[PROBLEM 1]: Translate into German this sentence from the custom metrics guide: "Histograms record distributions of values, useful for durations and sizes."
[PROBLEM 2]:
Answer these from the custom metrics guide:
(a) Which metric type is described as a point-in-time value for current state?
(b) What kind of values must counters receive?
(c) What metric name does the basic histogram-recording snippet use?
[PROBLEM 3]: Continue the custom metrics guide from its final line of code.

━━ PASSAGE PROVIDED ━━

Custom Metrics

Create counters, histograms, and gauges with proper naming conventions

This guide covers recording custom metrics beyond the built-in HTTP metrics.

Metric Types

The metrics package supports three metric types from OpenTelemetry:

TypeDescriptionUse CaseExample
CounterMonotonically increasing valueCounts of eventsRequests processed, errors occurred
HistogramDistribution of valuesDurations, sizesQuery time, response size
GaugePoint-in-time valueCurrent stateActive connections, queue depth

Counters

Counters track cumulative totals that only increase.

Increment Counter

Add 1 to a counter:

// With error handling
if err := recorder.IncrementCounter(ctx, "orders_processed_total",
    attribute.String("status", "success"),
    attribute.String("payment_method", "card"),
); err != nil {
    log.Printf("Failed to record metric: %v", err)
}

// Fire-and-forget (ignore errors)
_ = recorder.IncrementCounter(ctx, "page_views_total")

Add to Counter

Add a specific value to a counter:

// Add multiple items (value is int64)
_ = recorder.AddCounter(ctx, "bytes_processed_total", 1024,
    attribute.String("direction", "inbound"),
)

// Batch processing
itemsProcessed := int64(50)
_ = recorder.AddCounter(ctx, "items_processed_total", itemsProcessed,
    attribute.String("batch_id", batchID),
)

Important: Counter values must be non-negative integers (int64).

Counter Examples

// Simple event counting
_ = recorder.IncrementCounter(ctx, "user_registrations_total")

// With attributes
_ = recorder.IncrementCounter(ctx, "api_calls_total",
    attribute.String("endpoint", "/api/users"),
    attribute.String("method", "POST"),
    attribute.Int("status_code", 201),
)

// Tracking errors
_ = recorder.IncrementCounter(ctx, "errors_total",
    attribute.String("type", "validation"),
    attribute.String("field", "email"),
)

// Data volume
_ = recorder.AddCounter(ctx, "data_transferred_bytes", float64(len(data)),
    attribute.String("protocol", "https"),
    attribute.String("direction", "upload"),
)

Histograms

Histograms record distributions of values, useful for durations and sizes.

Record Histogram

startTime := time.Now()
// ... perform operation ...
duration := time.Since(startTime).Seconds()

_ = recorder.RecordHistogram(ctx, "operation_duration_seconds", duration,
    attribute.String("operation", "create_user"),
    attribute.String("status", "success"),
)

Histogram Examples

// Request duration
start := time.Now()
result, err := processRequest(ctx, req)
duration := time.Since(start).Seconds()

━━━
━━ STORED ROWS ━━

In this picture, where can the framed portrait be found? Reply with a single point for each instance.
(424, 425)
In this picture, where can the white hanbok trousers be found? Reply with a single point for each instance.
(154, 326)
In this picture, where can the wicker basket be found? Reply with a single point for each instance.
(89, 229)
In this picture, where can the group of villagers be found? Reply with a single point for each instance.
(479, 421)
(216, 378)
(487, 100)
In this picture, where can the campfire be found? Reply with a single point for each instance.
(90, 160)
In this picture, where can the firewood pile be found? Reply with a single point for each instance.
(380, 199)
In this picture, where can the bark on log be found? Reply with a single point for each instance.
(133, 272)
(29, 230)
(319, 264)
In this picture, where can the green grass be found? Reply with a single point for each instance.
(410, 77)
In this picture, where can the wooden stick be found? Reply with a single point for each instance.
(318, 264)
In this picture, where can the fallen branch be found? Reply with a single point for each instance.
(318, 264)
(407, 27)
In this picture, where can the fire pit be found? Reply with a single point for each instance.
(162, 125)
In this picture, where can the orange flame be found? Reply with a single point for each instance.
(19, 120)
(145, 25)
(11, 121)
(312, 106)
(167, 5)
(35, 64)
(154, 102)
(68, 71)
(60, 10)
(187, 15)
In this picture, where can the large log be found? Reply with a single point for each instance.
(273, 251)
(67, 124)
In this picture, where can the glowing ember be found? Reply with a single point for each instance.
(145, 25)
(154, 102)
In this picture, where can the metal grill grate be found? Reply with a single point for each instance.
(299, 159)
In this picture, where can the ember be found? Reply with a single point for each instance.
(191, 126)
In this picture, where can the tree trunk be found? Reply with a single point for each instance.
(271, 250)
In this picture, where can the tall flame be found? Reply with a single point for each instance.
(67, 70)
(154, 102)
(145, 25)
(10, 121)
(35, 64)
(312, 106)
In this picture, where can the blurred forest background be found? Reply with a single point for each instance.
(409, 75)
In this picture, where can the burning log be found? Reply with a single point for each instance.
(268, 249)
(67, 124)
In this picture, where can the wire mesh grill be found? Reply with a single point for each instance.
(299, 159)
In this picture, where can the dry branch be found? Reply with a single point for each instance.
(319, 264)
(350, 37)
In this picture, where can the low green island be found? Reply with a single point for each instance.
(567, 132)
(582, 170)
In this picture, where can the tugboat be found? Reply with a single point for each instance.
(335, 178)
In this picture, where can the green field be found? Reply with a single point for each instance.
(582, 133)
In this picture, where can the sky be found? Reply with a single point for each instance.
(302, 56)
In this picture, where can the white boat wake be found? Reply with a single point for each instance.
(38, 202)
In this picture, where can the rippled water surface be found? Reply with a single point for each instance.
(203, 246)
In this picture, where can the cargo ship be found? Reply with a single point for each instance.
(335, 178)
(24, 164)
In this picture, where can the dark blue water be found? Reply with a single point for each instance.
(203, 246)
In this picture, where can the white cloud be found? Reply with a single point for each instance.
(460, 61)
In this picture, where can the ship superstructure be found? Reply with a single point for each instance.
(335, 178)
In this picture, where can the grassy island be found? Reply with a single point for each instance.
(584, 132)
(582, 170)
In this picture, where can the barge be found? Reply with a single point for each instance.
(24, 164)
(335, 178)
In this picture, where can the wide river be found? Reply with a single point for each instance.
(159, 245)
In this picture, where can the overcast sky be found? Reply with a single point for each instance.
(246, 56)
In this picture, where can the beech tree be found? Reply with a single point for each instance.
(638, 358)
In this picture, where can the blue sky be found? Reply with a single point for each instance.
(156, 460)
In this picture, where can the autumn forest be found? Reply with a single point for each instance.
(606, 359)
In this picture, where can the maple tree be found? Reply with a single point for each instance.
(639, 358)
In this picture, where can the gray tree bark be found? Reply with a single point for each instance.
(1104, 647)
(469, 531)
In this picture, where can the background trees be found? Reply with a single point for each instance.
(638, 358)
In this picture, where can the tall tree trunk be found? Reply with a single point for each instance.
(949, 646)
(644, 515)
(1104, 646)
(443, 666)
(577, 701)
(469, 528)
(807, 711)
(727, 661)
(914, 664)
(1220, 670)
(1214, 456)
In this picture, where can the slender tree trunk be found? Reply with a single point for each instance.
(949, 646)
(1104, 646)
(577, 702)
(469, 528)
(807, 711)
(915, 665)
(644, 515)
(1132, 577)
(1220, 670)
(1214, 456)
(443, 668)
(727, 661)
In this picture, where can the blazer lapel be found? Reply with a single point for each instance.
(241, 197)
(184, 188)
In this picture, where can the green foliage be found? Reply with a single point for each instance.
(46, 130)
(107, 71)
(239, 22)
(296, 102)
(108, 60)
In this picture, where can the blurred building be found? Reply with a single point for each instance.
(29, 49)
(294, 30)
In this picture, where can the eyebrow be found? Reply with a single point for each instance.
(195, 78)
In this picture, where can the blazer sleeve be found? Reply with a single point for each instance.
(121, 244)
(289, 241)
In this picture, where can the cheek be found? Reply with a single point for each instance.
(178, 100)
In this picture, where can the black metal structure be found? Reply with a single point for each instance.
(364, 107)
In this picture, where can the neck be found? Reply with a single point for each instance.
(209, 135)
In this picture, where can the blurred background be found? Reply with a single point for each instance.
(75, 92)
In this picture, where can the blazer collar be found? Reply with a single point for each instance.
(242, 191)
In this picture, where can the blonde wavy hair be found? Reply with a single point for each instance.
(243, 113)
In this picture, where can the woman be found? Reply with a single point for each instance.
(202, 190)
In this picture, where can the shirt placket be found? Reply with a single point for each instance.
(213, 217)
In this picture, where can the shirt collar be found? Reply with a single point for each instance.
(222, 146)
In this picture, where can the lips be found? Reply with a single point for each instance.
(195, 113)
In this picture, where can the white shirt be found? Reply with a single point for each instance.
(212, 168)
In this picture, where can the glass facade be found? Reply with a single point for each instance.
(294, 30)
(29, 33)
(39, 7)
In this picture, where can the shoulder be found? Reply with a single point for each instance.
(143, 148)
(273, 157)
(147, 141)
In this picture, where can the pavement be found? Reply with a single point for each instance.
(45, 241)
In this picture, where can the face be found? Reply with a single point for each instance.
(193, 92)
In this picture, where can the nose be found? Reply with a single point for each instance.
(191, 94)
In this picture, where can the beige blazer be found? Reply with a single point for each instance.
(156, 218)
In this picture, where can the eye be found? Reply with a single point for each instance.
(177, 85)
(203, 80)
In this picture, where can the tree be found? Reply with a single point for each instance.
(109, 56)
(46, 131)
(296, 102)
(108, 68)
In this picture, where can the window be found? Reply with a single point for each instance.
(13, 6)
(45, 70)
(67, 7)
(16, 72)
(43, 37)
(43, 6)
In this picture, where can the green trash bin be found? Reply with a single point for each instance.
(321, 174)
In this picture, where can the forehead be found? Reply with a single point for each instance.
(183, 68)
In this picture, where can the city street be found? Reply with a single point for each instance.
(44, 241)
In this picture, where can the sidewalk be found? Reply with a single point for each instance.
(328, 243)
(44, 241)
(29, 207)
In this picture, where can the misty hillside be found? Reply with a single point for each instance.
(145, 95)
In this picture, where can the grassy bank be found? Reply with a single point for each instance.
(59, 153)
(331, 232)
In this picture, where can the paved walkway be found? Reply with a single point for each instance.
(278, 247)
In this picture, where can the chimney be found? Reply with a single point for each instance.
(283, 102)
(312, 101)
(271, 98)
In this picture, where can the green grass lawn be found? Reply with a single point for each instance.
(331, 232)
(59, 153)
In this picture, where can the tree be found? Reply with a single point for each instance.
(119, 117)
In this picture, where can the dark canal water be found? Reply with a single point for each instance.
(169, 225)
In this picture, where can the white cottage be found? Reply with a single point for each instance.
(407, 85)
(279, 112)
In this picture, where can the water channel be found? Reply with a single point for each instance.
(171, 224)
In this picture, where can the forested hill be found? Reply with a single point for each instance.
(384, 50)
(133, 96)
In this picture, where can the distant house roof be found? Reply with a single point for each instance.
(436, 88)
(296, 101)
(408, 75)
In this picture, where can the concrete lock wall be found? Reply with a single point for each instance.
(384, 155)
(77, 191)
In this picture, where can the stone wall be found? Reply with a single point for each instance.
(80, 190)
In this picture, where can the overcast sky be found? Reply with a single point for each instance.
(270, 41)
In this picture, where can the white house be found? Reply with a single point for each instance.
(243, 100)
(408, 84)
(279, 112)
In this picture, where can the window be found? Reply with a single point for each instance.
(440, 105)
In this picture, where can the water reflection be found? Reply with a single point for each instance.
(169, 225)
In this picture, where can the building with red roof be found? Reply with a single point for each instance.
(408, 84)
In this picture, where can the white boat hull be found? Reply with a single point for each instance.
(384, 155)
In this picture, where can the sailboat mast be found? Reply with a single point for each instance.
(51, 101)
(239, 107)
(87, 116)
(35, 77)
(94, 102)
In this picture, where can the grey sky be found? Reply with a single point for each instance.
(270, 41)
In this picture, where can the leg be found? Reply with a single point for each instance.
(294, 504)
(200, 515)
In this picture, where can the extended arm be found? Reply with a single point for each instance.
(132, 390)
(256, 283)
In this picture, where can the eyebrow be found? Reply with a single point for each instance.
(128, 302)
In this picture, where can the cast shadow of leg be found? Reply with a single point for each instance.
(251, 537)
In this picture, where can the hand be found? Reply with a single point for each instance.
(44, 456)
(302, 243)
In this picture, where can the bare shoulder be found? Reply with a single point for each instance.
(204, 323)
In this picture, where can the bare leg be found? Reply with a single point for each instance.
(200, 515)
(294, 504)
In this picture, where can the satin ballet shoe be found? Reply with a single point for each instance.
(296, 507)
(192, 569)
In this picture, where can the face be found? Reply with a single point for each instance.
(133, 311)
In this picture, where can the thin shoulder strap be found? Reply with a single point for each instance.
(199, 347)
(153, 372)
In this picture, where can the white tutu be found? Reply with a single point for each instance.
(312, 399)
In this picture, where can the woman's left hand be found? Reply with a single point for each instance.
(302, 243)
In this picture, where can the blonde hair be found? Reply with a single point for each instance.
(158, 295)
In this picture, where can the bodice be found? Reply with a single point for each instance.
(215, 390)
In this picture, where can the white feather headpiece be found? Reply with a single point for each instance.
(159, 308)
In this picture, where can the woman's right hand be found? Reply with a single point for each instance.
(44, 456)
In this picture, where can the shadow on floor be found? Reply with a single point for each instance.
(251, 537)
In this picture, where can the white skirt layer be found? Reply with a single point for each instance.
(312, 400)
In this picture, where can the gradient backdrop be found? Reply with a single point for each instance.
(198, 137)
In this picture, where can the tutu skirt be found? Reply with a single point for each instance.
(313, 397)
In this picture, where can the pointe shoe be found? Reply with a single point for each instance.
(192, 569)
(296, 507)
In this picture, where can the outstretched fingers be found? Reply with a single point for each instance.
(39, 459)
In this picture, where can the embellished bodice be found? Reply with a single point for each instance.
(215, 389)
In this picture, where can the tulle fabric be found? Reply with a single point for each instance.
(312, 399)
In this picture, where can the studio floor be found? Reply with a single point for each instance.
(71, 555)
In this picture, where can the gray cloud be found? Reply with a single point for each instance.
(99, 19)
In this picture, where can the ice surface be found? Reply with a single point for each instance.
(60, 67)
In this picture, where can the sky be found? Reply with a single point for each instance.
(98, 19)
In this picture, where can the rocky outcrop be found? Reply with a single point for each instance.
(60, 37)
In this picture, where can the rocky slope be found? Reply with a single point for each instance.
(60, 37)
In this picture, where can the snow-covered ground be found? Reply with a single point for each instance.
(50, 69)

━━━

[FINAL ANSWER 1]: Histogramme erfassen Verteilungen von Werten und eignen sich für Dauern und Größen.

[FINAL ANSWER 2]:
(a) Gauge
(b) Non-negative integers (int64)
(c) operation_duration_seconds

[FINAL ANSWER 3]:
_ = recorder.RecordHistogram(ctx, "request_processing_duration_seconds", duration,
    attribute.String("operation", "process_request"),
    attribute.Bool("cache_hit", result.FromCache),
)

// Database query time
start = time.Now()
rows, err := db.QueryContext(ctx, query)
duration = time.Since(start).Seconds()

_ = recorder.RecordHistogram(ctx, "db_query_duration_seconds", duration,
    attribute.String("query_type", "select"),
    attribute.String("table", "users"),
)

// Response size
responseSize := len(responseData)
_ = recorder.RecordHistogram(ctx, "response_size_bytes", float64(responseSize),
    attribute.String("endpoint", "/api/users"),
    attribute.String("format", "json"),
)

// Payment amount
_ = recorder.RecordHistogram(ctx, "payment_amount_usd", amount,
    attribute.String("currency", "USD"),
    attribute.String("payment_method", "credit_card"),
)

Histogram Bucket Configuration

Customize bucket boundaries for better resolution (see Configuration):

recorder := metrics.MustNew(
    metrics.WithPrometheus(":9090", "/metrics"),
    // Fine-grained buckets for fast operations
    metrics.WithDurationBuckets(0.001, 0.005, 0.01, 0.025, 0.05, 0.1, 0.5),
    metrics.WithServiceName("my-api"),
)

Gauges

Gauges represent point-in-time values that can increase or decrease.

Set Gauge

// Current connections
activeConnections := connectionPool.Active()
_ = recorder.SetGauge(ctx, "active_connections", float64(activeConnections),
    attribute.String("pool", "database"),
)

// Queue depth
queueSize := queue.Len()
_ = recorder.SetGauge(ctx, "queue_depth", float64(queueSize),
    attribute.String("queue", "tasks"),
)

Gauge Examples

// Memory usage
var m runtime.MemStats
runtime.ReadMemStats(&m)
_ = recorder.SetGauge(ctx, "memory_allocated_bytes", float64(m.Alloc))

// Goroutine count
_ = recorder.SetGauge(ctx, "goroutines_active", float64(runtime.NumGoroutine()))

// Cache size
cacheSize := cache.Len()
_ = recorder.SetGauge(ctx, "cache_entries", float64(cacheSize),
    attribute.String("cache", "users"),
)

// Connection pool
_ = recorder.SetGauge(ctx, "db_connections_active", float64(pool.Stats().InUse),
    attribute.String("database", "postgres"),
)

// Worker pool
_ = recorder.SetGauge(ctx, "worker_pool_idle", float64(workerPool.IdleCount()),
    attribute.String("pool", "background_jobs"),
)

// Temperature (example from IoT)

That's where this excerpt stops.